* _REQUEST_
Please answer from the page text below: how many business days does Milton Community Development take to review pool and outdoor electrical permits?
[begin PAGE TEXT]
The ten presets are triggered from three places: wall-mount keypads at the back door and pavilion bar, a homeowner mobile app, and a Crestron or Control4 integration if the home has a broader smart system. The cost to add scene presets later is not trivial — retroactive Lutron programming on an already-commissioned system runs $800–$1,400 per scene, and rewiring zones adds thousands. Specify the ten scenes during construction and the cost is absorbed into the $32K.
The Milton Permit Path — Why City of Milton ≠ Fulton County
Milton incorporated as a separate city in 2006, splitting its land-use authority from unincorporated north Fulton. For pool and outdoor lighting permits, this means applications go through Milton Community Development at 2006 Heritage Walk, not the Fulton County permit office in Atlanta. The practical difference for homeowners is two-fold.
First, turnaround is faster. Milton Community Development reviews pool and outdoor electrical permits on a 10–14 business day cycle, compared to 18–30 business days at Fulton County for comparable work. For a build scheduled around a summer opening, two weeks of saved permit time is often the difference between a July completion and an August one.
[end PAGE TEXT]
[begin ENTRIES]
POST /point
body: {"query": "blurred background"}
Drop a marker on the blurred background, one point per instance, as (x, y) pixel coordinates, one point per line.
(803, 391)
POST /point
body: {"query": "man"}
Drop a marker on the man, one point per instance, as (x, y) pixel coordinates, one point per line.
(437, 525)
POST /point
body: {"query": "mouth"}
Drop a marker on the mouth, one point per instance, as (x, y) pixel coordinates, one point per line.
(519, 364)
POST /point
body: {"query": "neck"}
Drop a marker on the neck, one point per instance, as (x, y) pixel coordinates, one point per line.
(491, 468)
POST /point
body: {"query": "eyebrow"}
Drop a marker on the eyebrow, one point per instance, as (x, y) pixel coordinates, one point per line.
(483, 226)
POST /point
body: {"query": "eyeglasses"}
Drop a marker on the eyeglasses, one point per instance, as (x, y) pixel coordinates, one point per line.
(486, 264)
[end ENTRIES]
* _TASK SOLUTION_
10–14 business days.